EXERCISE: Every line of the material is to be repeated exactly as it stands.

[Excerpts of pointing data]
──────────────────────────────
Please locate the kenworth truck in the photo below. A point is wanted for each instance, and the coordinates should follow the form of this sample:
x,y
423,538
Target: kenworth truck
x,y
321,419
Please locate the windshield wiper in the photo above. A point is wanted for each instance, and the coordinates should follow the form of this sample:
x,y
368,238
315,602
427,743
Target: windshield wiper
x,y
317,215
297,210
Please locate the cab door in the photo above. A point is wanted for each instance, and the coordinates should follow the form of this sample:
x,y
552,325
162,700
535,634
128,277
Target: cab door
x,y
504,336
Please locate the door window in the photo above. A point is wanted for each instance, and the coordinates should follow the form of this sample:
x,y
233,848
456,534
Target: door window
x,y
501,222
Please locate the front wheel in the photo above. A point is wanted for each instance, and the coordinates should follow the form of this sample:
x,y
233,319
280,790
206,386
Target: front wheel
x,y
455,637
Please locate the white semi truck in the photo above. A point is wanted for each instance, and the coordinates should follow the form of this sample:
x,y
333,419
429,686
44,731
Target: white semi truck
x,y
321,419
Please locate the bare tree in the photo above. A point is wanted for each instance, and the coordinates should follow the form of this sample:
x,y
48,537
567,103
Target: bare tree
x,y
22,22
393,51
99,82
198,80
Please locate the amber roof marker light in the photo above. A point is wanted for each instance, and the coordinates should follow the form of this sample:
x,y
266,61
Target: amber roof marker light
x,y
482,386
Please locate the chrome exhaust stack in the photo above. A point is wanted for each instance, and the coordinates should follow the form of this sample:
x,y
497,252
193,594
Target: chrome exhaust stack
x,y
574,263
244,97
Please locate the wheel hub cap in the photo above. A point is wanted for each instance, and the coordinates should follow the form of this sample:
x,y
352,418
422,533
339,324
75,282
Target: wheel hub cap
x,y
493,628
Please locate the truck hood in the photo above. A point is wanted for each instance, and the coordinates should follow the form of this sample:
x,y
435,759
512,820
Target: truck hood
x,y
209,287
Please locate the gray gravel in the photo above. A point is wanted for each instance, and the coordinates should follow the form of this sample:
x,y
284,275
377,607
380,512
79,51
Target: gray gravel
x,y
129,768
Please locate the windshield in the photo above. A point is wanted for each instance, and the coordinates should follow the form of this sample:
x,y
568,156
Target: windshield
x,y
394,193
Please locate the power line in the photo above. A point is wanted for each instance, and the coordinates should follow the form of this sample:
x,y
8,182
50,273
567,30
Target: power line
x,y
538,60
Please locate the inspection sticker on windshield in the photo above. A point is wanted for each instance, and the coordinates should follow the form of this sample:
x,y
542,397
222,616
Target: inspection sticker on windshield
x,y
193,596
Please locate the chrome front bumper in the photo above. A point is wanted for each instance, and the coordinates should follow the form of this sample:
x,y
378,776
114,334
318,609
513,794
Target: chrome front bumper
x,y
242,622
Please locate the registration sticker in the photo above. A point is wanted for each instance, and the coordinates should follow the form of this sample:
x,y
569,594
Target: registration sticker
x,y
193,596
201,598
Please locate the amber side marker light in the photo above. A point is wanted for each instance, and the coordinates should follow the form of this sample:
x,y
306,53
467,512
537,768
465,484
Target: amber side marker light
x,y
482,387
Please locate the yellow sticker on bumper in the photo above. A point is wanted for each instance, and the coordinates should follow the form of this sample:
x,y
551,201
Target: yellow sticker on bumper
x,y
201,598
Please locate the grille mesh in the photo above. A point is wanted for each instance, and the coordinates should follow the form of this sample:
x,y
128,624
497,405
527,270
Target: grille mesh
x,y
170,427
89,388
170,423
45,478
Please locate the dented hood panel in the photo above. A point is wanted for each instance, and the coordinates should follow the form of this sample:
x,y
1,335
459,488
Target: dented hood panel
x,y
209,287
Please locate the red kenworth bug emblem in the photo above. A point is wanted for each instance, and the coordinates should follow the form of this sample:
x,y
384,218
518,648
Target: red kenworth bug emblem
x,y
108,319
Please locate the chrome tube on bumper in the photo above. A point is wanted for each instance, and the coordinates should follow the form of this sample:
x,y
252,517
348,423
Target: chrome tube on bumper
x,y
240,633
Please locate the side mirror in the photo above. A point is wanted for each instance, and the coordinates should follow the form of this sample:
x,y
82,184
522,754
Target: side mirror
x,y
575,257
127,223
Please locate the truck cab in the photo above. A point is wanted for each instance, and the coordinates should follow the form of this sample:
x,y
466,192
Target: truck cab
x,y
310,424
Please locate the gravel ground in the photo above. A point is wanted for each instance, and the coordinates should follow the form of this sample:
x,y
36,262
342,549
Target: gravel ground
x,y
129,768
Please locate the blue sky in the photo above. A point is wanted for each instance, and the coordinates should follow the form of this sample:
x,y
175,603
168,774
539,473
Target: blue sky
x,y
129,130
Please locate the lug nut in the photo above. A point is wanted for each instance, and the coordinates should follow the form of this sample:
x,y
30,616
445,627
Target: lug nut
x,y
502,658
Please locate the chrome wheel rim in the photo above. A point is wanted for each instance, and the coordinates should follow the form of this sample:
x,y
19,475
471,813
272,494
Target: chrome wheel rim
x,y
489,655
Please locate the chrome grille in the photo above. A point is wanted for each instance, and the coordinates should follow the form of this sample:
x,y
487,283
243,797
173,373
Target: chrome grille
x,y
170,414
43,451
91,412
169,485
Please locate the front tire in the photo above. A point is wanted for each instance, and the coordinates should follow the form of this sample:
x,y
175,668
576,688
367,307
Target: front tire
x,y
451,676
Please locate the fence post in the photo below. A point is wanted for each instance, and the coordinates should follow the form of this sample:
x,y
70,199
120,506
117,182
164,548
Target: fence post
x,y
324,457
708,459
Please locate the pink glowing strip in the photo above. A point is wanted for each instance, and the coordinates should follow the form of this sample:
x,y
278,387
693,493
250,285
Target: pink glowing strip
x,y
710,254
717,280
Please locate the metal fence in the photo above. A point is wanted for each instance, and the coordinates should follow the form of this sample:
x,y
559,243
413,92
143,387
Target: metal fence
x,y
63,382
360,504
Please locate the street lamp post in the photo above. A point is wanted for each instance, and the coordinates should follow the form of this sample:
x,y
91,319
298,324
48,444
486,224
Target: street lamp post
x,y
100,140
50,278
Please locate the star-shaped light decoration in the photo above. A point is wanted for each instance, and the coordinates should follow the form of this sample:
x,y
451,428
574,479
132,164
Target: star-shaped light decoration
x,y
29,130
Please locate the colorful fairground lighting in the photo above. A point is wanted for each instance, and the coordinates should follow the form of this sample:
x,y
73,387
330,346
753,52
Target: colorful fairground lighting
──────────────────────────────
SOLUTION TO THIS PROBLEM:
Please locate the kenworth truck in the photo below. A point is wanted for each instance, and the coordinates should follow the form of this sample:
x,y
423,538
Target: kenworth truck
x,y
321,419
Please locate the windshield wiper in the photo above. A point is wanted for each instance, and the coordinates should follow the form of this sample:
x,y
368,238
315,602
427,743
Target: windshield wiper
x,y
317,215
297,210
Please locate the cab door in the photo above. A point is wanted for each instance, and the coordinates should follow the form of this sample:
x,y
552,325
162,700
535,634
128,277
Target: cab door
x,y
504,336
Please locate the door window in the photo above. A point is wanted for each instance, and the coordinates should follow the form of this sample:
x,y
233,848
456,534
Target: door window
x,y
501,222
Please locate the front wheel in the photo above. A point is wanted for each instance, and the coordinates should follow the form of this sample:
x,y
233,319
280,790
206,386
Target: front wheel
x,y
455,637
Please locate the white semi truck in the photo above. A point is wanted for each instance, and the coordinates should follow the form of this sample:
x,y
333,419
429,686
44,731
Target: white semi truck
x,y
321,419
Please locate the bare tree in the photo above. A point is wanted for each instance, and the coordinates should follow the form of this sample:
x,y
48,537
567,103
Target: bare tree
x,y
22,22
393,51
99,82
198,80
Please locate the amber roof marker light in the photo above. A point is wanted for each instance, and the coordinates should follow the form of this sample:
x,y
266,61
Target: amber roof marker light
x,y
482,386
Please locate the chrome exhaust stack in the photo above. A point is wanted for each instance, and the coordinates should follow the form of this sample:
x,y
497,252
193,594
Target: chrome exhaust stack
x,y
574,263
244,97
Please locate the wheel hub cap in the photo above. A point is wanted for each instance, and the coordinates should follow the form of this sample:
x,y
352,418
422,533
339,324
75,282
Target: wheel hub cap
x,y
493,628
Please locate the truck hood in the photo above. A point is wanted for each instance, and the coordinates should follow the form of this sample:
x,y
435,759
512,820
Target: truck hood
x,y
209,287
Please locate the gray gravel in the photo above. A point is wanted for each instance, and the coordinates should follow the form of this sample:
x,y
284,275
377,607
380,512
79,51
Target: gray gravel
x,y
129,768
Please locate the windshield in the photo above. A point is wanted for each instance, and the coordinates should follow the form of this sample:
x,y
568,156
Target: windshield
x,y
394,193
Please locate the power line in the photo above. A point is wanted for each instance, and the coordinates should follow the form of this sample:
x,y
8,182
50,273
567,30
Target: power line
x,y
538,60
Please locate the inspection sticker on windshield in the photo above. A point is wanted for each instance, and the coordinates should follow the form of this sample:
x,y
542,397
222,616
Target: inspection sticker on windshield
x,y
193,596
Please locate the chrome front bumper in the photo above. A point is wanted for each instance, and the coordinates should follow the form of this sample:
x,y
378,776
114,334
318,609
513,794
Target: chrome front bumper
x,y
242,622
Please locate the registration sticker in the photo above. A point is wanted for each instance, and the coordinates should follow the form of this sample:
x,y
569,594
Target: registration sticker
x,y
193,596
201,598
Please locate the amber side marker light in the photo above. A point is wanted for each instance, and the coordinates should follow the form of this sample:
x,y
306,53
467,512
537,768
465,484
Target: amber side marker light
x,y
482,387
Please locate the yellow sticker on bumper in the photo above. A point is wanted for each instance, and the coordinates should follow the form of this sample:
x,y
551,201
Target: yellow sticker on bumper
x,y
201,598
Please locate the grille mesh in the photo above. A point is wanted for each instance, and the coordinates should follow the form of this sample:
x,y
128,624
497,405
527,270
Target: grille mesh
x,y
170,427
89,388
170,423
45,478
Please locate the dented hood panel in the photo above. A point is wanted for each instance, and the coordinates should follow the form of this sample:
x,y
1,335
459,488
Target: dented hood panel
x,y
209,287
Please locate the red kenworth bug emblem in the photo above. A point is wanted for each instance, and the coordinates should follow the form of this sample:
x,y
384,218
518,648
Target: red kenworth bug emblem
x,y
108,319
Please locate the chrome tube on bumper in the photo above. A point is wanted for each instance, and the coordinates should follow the form of this sample:
x,y
252,517
348,423
Target: chrome tube on bumper
x,y
240,633
Please locate the side mirror in the photo above. A point is wanted for each instance, and the coordinates should follow the form of this sample:
x,y
82,184
522,754
Target: side mirror
x,y
575,257
127,223
Please locate the truck cab in the photo above. A point is wanted for each instance, and the coordinates should follow the form of this sample:
x,y
466,192
Target: truck cab
x,y
310,424
Please locate the gravel ground in the photo above. A point is wanted for each instance, and the coordinates should follow the form of this sample:
x,y
36,262
342,549
Target: gravel ground
x,y
129,768
Please locate the blue sky in the photo above. A point is wanted for each instance, and the coordinates should follow the form of this sample:
x,y
175,603
168,774
539,473
Target: blue sky
x,y
129,130
Please locate the lug nut in the photo above. A point is wanted for each instance, and the coordinates should follow the form of this sample:
x,y
30,616
445,627
Target: lug nut
x,y
502,658
Please locate the chrome wheel rim in the photo above. A point is wanted for each instance, and the coordinates should follow the form of this sample:
x,y
19,475
471,813
272,494
Target: chrome wheel rim
x,y
489,655
Please locate the chrome grille in the photo above. A point is wanted for each instance, and the coordinates should follow the form of this sample:
x,y
487,283
243,797
173,373
Target: chrome grille
x,y
170,414
43,451
91,412
169,485
Please locate the front tire in the photo above. A point is wanted for each instance, and the coordinates should follow the form of this sample:
x,y
175,668
576,688
367,307
Target: front tire
x,y
451,676
Please locate the fence post in the photo below. A point is wanted for each instance, and the coordinates should follow the form of this sample:
x,y
70,199
120,506
117,182
164,548
Target: fence post
x,y
324,457
708,459
Please locate the pink glowing strip in the photo above. A point is wanted for each instance, and the coordinates should follow the form of this sample:
x,y
278,387
693,493
250,285
Target: pink glowing strip
x,y
710,254
717,280
Please locate the metal fence in the photo above. A point is wanted for each instance, and the coordinates should follow the form of this sample:
x,y
559,243
413,92
143,387
Target: metal fence
x,y
63,382
360,504
Please locate the street lamp post in the photo above. A point is wanted for each instance, and the coordinates should follow the form of this sample:
x,y
91,319
298,324
48,444
486,224
Target: street lamp post
x,y
100,140
50,278
Please locate the star-shaped light decoration in the photo above. A point is wanted for each instance, and the coordinates should follow the form of this sample:
x,y
451,428
574,479
132,164
Target: star-shaped light decoration
x,y
29,130
Please locate the colorful fairground lighting in the photo above. A point is wanted for each instance, and the coordinates should follow the form of this sample:
x,y
73,387
330,346
753,52
Target: colorful fairground lighting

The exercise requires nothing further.